Source data:
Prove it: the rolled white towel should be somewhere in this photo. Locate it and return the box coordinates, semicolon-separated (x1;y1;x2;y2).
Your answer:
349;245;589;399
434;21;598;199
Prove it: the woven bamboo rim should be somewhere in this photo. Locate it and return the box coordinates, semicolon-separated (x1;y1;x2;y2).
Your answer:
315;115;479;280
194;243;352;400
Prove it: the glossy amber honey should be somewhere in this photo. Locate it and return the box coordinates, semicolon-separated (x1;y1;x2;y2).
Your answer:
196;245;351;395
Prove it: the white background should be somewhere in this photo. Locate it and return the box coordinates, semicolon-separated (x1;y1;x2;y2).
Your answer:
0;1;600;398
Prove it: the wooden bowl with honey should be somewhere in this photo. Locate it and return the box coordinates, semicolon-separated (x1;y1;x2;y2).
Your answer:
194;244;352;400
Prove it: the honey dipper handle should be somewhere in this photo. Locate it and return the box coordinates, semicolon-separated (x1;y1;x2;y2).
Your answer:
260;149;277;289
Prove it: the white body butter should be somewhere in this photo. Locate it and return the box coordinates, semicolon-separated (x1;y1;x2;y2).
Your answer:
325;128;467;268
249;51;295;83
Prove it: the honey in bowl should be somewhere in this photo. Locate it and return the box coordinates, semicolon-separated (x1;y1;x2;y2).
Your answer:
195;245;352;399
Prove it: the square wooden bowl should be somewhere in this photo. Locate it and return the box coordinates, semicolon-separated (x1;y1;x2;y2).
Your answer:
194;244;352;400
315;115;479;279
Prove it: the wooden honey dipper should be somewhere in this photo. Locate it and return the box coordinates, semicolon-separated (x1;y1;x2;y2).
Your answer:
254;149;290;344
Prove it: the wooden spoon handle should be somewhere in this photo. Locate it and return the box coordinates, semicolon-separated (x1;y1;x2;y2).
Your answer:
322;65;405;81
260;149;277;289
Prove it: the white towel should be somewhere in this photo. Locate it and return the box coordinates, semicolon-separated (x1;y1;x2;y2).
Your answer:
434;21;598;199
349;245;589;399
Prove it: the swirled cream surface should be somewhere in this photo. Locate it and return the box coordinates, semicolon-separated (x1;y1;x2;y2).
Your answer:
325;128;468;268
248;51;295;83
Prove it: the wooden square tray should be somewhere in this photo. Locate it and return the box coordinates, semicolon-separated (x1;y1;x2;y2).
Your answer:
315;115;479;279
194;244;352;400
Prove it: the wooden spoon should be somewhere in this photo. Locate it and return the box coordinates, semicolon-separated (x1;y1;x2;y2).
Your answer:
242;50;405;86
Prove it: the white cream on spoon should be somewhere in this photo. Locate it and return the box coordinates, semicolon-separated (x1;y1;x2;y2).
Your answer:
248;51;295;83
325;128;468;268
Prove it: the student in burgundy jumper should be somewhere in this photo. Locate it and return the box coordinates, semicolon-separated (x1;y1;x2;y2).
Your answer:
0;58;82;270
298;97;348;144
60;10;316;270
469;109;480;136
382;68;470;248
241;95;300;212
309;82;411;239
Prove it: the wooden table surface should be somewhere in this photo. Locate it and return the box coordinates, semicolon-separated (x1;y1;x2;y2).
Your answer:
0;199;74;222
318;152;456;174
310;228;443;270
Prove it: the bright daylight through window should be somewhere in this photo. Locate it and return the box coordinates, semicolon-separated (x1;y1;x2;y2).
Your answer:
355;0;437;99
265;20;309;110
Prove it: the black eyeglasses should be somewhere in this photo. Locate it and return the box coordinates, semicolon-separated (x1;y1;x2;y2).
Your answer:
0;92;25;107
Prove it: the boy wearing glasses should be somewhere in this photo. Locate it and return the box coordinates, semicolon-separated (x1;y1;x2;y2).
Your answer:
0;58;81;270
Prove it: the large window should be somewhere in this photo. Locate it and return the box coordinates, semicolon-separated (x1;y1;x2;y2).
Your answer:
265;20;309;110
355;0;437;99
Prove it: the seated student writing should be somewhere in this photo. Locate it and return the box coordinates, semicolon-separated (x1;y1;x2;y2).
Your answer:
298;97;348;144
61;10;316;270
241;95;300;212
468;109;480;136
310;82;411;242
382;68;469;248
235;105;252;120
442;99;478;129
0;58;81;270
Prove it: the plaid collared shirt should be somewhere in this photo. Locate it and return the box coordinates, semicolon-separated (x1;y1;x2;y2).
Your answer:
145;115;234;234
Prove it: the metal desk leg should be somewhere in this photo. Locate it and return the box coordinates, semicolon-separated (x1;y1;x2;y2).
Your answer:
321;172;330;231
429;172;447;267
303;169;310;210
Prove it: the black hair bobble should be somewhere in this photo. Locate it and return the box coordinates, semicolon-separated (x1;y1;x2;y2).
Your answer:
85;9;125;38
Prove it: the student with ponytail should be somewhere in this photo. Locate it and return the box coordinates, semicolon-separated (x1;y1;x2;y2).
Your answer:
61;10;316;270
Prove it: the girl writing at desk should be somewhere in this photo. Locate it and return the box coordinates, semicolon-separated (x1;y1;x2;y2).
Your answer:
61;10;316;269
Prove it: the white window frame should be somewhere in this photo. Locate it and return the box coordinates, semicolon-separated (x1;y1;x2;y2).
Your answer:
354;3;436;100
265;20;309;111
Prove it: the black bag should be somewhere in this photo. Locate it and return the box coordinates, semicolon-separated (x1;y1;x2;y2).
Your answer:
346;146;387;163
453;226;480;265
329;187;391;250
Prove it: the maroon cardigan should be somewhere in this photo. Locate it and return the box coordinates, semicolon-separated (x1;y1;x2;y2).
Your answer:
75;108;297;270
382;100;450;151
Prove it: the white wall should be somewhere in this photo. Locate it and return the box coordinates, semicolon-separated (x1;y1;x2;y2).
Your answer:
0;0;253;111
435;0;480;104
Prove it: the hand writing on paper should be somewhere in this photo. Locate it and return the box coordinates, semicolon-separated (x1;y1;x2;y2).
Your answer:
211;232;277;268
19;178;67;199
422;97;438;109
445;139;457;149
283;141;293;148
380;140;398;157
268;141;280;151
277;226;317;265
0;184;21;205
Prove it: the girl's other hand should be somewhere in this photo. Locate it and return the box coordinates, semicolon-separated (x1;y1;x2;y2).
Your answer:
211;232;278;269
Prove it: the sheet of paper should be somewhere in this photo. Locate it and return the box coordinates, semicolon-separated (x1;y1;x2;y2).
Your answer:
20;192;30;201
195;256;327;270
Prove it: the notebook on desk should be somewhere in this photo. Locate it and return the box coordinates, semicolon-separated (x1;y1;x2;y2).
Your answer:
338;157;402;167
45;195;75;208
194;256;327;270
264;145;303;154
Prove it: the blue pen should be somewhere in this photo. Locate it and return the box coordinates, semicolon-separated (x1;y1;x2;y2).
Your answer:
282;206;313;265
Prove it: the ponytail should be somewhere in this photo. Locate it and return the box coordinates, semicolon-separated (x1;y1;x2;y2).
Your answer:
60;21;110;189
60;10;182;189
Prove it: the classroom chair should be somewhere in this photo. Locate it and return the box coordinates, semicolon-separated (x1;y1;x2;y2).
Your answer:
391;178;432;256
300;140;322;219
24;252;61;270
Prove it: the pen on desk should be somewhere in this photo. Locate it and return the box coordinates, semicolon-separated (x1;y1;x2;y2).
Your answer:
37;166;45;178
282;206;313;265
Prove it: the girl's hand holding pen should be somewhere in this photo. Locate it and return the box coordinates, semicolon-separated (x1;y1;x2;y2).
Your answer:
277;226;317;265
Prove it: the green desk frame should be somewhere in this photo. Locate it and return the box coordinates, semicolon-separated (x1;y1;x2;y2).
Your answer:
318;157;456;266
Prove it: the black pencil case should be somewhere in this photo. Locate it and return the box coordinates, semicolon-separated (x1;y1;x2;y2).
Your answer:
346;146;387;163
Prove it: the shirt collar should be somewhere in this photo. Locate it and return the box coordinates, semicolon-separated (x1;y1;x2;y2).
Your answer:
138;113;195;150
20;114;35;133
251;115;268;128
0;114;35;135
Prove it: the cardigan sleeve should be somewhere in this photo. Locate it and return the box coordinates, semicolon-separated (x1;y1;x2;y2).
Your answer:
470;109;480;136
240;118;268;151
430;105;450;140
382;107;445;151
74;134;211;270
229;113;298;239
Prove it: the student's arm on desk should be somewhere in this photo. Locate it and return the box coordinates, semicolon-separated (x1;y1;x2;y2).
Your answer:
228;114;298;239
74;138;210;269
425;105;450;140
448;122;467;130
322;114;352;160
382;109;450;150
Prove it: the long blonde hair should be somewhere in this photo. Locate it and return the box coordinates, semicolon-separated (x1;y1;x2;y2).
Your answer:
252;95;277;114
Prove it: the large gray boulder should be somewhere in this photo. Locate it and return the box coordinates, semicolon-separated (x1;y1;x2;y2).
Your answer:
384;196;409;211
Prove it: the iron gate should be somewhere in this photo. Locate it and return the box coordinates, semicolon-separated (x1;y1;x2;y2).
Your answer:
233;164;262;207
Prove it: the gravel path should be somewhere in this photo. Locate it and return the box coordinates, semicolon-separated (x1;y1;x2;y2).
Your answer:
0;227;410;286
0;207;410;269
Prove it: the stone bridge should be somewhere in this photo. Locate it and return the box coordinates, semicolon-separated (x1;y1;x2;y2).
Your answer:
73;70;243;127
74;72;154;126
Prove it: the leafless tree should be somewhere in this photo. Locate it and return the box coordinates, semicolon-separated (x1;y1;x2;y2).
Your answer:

Task requirements:
Copy out word for word every line of the material from the one containing "Prove it: the plaid" down through the one containing "303;169;310;210", including both of those lines.

Solution for this problem:
Prove it: the plaid collared shirt should be somewhere in this photo. Locate it and return the box coordinates, semicolon-separated (x1;y1;x2;y2).
Your answer:
145;115;234;234
Prove it: the metal desk leg should be somewhere in this photo. Locate it and return the box coordinates, semicolon-separated (x1;y1;x2;y2).
Your answer:
321;172;330;231
429;172;447;267
303;169;310;210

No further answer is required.